_ABOUT THIS EXERCISE_
What you hand back must match the records word for word, with no pictures.

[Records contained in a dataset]
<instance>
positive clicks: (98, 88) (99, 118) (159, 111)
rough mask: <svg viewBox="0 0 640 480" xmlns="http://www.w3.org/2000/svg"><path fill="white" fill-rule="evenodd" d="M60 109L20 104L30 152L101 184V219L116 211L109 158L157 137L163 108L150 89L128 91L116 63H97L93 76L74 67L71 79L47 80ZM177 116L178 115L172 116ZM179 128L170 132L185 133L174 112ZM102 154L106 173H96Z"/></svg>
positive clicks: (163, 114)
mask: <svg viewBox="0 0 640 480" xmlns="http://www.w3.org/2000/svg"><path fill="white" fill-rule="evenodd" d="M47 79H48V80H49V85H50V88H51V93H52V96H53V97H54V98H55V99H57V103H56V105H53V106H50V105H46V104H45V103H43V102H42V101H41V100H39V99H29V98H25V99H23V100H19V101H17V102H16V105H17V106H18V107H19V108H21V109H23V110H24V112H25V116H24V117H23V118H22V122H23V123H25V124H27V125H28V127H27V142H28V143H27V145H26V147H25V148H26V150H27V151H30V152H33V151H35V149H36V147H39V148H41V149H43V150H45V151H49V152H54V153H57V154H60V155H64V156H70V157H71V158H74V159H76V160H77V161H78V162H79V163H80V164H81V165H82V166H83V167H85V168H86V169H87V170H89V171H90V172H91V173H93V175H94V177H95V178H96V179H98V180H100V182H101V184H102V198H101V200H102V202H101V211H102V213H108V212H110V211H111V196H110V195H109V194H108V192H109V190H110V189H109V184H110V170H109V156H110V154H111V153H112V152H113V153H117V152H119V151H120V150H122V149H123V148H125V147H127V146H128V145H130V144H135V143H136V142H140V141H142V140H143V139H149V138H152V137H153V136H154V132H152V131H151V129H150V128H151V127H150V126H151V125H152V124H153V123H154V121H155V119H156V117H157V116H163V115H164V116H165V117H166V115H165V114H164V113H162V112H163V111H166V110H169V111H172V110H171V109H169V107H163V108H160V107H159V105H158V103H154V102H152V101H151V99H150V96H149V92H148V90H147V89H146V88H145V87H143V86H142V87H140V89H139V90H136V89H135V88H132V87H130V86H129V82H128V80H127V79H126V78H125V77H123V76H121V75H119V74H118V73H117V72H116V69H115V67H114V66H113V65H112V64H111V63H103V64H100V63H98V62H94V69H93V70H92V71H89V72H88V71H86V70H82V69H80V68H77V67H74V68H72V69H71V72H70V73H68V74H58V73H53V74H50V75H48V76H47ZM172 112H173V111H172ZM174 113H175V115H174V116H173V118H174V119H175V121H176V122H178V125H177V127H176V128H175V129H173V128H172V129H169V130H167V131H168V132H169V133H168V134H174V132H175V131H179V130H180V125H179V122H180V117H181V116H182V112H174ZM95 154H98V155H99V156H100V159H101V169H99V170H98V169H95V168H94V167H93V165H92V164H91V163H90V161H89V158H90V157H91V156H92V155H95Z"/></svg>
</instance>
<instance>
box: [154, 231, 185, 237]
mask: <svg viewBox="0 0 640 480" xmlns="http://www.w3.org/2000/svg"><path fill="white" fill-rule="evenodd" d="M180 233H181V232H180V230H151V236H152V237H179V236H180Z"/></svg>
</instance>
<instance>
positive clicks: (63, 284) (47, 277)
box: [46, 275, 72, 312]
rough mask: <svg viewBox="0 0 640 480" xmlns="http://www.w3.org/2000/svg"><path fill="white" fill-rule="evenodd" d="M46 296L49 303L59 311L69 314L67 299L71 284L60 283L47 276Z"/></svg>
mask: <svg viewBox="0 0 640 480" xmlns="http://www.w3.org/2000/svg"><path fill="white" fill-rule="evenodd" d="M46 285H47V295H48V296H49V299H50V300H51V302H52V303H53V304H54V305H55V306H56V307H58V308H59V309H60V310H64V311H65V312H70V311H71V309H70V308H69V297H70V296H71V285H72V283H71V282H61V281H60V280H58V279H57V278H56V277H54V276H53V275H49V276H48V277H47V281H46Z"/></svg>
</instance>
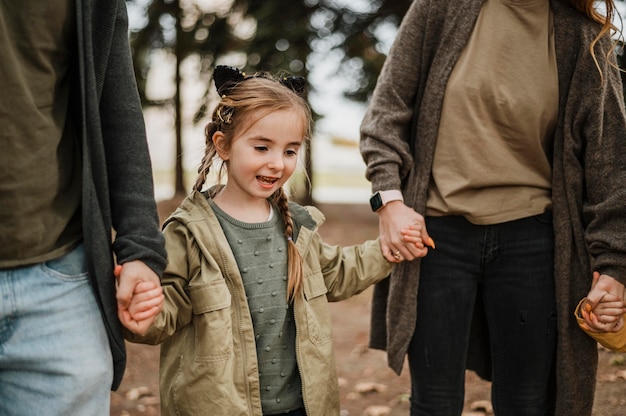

_WRITTEN ANSWER_
<instance>
positive clicks: (98, 88) (99, 118) (159, 111)
rough mask: <svg viewBox="0 0 640 480" xmlns="http://www.w3.org/2000/svg"><path fill="white" fill-rule="evenodd" d="M60 109L20 104L30 152L101 184V219L116 211L109 158L157 137L163 108L150 89L128 91L116 63H97L93 76L74 67L71 79L47 80ZM177 116L178 115L172 116ZM179 128L170 132L185 133L174 112ZM102 154L106 173H96Z"/></svg>
positive clicks: (163, 114)
mask: <svg viewBox="0 0 640 480" xmlns="http://www.w3.org/2000/svg"><path fill="white" fill-rule="evenodd" d="M47 79H48V80H49V85H50V88H51V93H52V96H53V97H54V98H55V99H57V103H56V105H53V106H50V105H46V104H45V103H43V102H42V101H41V100H39V99H29V98H25V99H23V100H19V101H17V102H16V105H17V106H18V107H19V108H21V109H23V110H24V112H25V116H24V117H23V118H22V122H23V123H25V124H27V125H28V127H27V142H28V143H27V145H26V147H25V148H26V150H27V151H30V152H33V151H35V149H36V147H39V148H41V149H43V150H45V151H49V152H54V153H57V154H60V155H64V156H70V157H71V158H74V159H76V160H77V161H78V162H79V163H80V164H81V165H82V166H83V167H85V168H86V169H87V170H89V171H90V172H91V173H93V175H94V177H95V178H96V179H98V180H100V182H101V184H102V198H101V200H102V202H101V211H102V213H108V212H110V211H111V196H110V195H109V194H108V192H109V190H110V189H109V184H110V170H109V156H110V154H111V153H112V152H113V153H117V152H119V151H120V150H122V149H123V148H125V147H127V146H128V145H130V144H135V143H136V142H140V141H142V140H143V139H149V138H152V137H153V136H154V132H152V131H151V129H150V128H151V127H150V126H151V125H152V124H153V123H154V121H155V119H156V117H157V116H163V115H164V116H165V117H166V115H165V114H164V113H162V112H163V111H166V110H169V111H172V110H171V109H169V107H163V108H160V107H159V105H158V103H154V102H152V101H151V99H150V96H149V92H148V90H147V89H146V88H145V87H143V86H142V87H140V89H139V90H136V89H135V88H132V87H130V86H129V82H128V80H127V79H126V78H125V77H123V76H121V75H119V74H118V73H117V72H116V69H115V67H114V66H113V65H112V64H111V63H103V64H100V63H98V62H94V69H93V70H92V71H89V72H88V71H86V70H82V69H80V68H77V67H74V68H72V69H71V72H70V73H68V74H58V73H53V74H50V75H48V76H47ZM172 112H173V111H172ZM174 113H175V115H174V116H173V118H174V119H175V121H176V122H178V125H177V127H176V128H175V129H173V128H172V129H169V130H167V131H168V132H169V133H168V134H174V132H175V131H179V130H180V125H179V122H180V117H181V116H182V112H174ZM95 154H98V155H99V156H100V159H101V169H99V170H98V169H95V168H94V167H93V165H92V164H91V163H90V161H89V158H90V157H91V156H92V155H95Z"/></svg>
</instance>
<instance>
box: [154, 231, 185, 237]
mask: <svg viewBox="0 0 640 480" xmlns="http://www.w3.org/2000/svg"><path fill="white" fill-rule="evenodd" d="M180 233H181V232H180V230H151V236H152V237H179V236H180Z"/></svg>
</instance>
<instance>
positive clicks: (63, 284) (47, 277)
box: [46, 275, 72, 312]
rough mask: <svg viewBox="0 0 640 480" xmlns="http://www.w3.org/2000/svg"><path fill="white" fill-rule="evenodd" d="M46 296L49 303L59 311L69 314L67 299L71 284L60 283L47 276Z"/></svg>
mask: <svg viewBox="0 0 640 480" xmlns="http://www.w3.org/2000/svg"><path fill="white" fill-rule="evenodd" d="M46 285H47V295H48V296H49V299H50V300H51V302H52V303H53V304H54V305H55V306H56V307H58V308H59V309H60V310H64V311H65V312H70V311H71V309H70V308H69V297H70V296H71V285H72V283H71V282H61V281H60V280H58V279H57V278H56V277H54V276H53V275H49V276H48V277H47V281H46Z"/></svg>
</instance>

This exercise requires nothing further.